# [Information supplied]
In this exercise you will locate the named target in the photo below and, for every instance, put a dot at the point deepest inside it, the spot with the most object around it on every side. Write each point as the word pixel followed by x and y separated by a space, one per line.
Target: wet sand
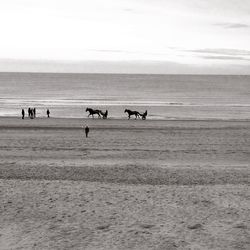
pixel 130 185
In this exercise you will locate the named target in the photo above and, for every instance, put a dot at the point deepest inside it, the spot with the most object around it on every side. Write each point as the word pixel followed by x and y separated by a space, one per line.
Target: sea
pixel 165 97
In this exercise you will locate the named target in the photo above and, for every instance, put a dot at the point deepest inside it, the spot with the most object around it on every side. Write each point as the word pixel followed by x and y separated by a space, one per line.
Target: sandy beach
pixel 132 184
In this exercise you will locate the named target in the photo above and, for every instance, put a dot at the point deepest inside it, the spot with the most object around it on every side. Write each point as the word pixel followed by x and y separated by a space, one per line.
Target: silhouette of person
pixel 23 113
pixel 31 113
pixel 86 131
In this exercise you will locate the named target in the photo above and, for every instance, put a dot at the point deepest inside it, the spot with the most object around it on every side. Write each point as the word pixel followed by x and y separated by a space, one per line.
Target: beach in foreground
pixel 130 185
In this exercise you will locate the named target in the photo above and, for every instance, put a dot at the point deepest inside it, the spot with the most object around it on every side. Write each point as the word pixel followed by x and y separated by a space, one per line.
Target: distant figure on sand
pixel 104 114
pixel 23 113
pixel 86 131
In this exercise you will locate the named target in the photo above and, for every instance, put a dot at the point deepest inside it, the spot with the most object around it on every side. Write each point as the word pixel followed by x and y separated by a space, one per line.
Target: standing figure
pixel 86 131
pixel 23 113
pixel 31 114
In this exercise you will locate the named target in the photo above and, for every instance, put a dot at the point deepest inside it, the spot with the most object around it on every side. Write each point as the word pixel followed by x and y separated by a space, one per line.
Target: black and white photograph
pixel 125 124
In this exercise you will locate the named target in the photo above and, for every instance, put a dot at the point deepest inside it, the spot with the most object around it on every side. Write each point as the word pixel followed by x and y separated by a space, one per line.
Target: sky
pixel 126 36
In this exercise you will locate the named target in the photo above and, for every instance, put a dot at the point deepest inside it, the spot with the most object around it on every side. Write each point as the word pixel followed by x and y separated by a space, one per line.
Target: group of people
pixel 32 113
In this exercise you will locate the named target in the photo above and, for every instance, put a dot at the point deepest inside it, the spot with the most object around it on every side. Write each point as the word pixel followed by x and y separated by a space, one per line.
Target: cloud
pixel 226 58
pixel 222 52
pixel 233 25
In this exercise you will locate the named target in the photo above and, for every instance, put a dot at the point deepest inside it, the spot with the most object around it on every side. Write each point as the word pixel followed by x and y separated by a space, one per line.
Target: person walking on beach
pixel 86 131
pixel 23 113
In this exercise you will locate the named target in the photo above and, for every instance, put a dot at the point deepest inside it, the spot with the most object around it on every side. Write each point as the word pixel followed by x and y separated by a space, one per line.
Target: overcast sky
pixel 127 36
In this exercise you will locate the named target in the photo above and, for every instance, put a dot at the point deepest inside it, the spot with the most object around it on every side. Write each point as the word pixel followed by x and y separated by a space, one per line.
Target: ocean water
pixel 163 96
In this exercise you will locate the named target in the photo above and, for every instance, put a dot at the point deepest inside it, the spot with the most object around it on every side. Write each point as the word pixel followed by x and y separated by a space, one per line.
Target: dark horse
pixel 104 114
pixel 144 115
pixel 130 112
pixel 93 112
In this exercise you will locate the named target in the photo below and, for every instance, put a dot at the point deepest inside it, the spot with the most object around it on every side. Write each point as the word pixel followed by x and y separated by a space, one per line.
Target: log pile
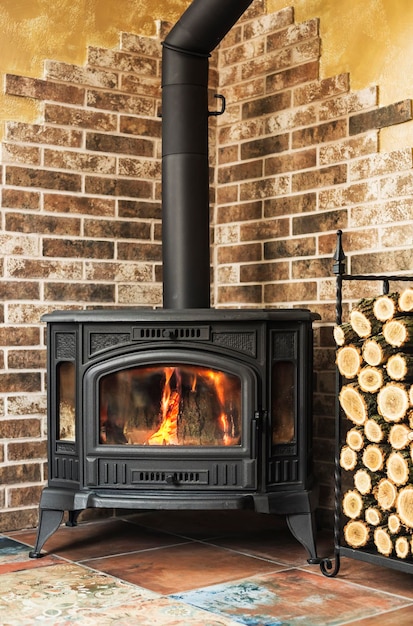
pixel 375 359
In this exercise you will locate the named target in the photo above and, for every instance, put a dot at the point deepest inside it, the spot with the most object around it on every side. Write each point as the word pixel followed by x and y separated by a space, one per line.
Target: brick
pixel 36 133
pixel 121 61
pixel 246 51
pixel 328 220
pixel 26 359
pixel 61 203
pixel 381 164
pixel 381 118
pixel 311 268
pixel 146 252
pixel 142 127
pixel 330 131
pixel 242 171
pixel 140 168
pixel 12 382
pixel 382 213
pixel 265 188
pixel 291 162
pixel 90 76
pixel 12 153
pixel 321 89
pixel 347 149
pixel 303 203
pixel 118 187
pixel 78 249
pixel 19 244
pixel 77 292
pixel 266 105
pixel 79 118
pixel 119 272
pixel 240 294
pixel 291 77
pixel 42 224
pixel 349 103
pixel 43 89
pixel 264 272
pixel 67 160
pixel 299 291
pixel 239 212
pixel 288 248
pixel 246 129
pixel 116 229
pixel 290 119
pixel 322 177
pixel 20 473
pixel 293 34
pixel 268 23
pixel 120 145
pixel 24 405
pixel 396 186
pixel 19 290
pixel 140 210
pixel 16 336
pixel 26 177
pixel 135 105
pixel 141 294
pixel 351 194
pixel 243 253
pixel 264 229
pixel 25 496
pixel 146 46
pixel 20 199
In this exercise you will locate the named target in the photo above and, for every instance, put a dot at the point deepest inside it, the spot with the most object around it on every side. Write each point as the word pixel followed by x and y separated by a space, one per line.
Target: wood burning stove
pixel 186 406
pixel 194 409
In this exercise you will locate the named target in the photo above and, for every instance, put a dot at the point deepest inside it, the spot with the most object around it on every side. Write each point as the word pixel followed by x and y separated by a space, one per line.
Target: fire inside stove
pixel 170 405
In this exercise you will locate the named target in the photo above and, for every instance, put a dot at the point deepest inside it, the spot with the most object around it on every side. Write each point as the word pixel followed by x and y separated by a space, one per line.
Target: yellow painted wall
pixel 370 39
pixel 60 30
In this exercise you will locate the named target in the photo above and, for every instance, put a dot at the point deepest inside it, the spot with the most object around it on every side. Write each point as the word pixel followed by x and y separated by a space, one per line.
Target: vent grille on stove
pixel 153 333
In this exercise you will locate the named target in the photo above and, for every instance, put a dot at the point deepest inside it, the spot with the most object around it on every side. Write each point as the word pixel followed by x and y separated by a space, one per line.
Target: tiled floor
pixel 191 568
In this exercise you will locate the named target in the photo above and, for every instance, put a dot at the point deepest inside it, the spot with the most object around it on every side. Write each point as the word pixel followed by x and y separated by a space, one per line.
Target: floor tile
pixel 98 539
pixel 376 577
pixel 401 617
pixel 69 594
pixel 291 597
pixel 183 567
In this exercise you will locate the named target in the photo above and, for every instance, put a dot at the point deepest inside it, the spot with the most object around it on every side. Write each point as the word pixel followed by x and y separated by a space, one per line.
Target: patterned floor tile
pixel 182 567
pixel 14 556
pixel 68 594
pixel 292 597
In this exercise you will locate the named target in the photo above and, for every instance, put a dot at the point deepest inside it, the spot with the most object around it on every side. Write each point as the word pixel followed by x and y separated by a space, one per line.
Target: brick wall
pixel 293 159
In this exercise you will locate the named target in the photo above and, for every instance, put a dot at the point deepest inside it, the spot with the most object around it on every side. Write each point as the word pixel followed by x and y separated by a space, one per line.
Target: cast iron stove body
pixel 195 409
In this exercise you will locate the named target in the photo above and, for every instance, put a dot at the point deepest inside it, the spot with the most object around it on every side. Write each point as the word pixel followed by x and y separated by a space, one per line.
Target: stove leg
pixel 302 526
pixel 49 522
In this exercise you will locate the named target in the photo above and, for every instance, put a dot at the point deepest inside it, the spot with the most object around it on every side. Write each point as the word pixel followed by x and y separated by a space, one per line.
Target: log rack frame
pixel 330 567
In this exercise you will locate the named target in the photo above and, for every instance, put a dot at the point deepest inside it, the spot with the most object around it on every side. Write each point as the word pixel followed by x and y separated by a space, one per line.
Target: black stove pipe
pixel 185 167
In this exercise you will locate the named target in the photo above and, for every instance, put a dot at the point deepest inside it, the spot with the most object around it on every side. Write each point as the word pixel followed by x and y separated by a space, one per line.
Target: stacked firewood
pixel 375 358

# [Task details]
Gather every line of the records above that contains the word "stove", and copy each of those lines in full.

# [The result]
Target: wood burning stove
Target: fire inside stove
Target: vent grille on stove
Target: cast iron stove body
Target: stove leg
Target: black stove pipe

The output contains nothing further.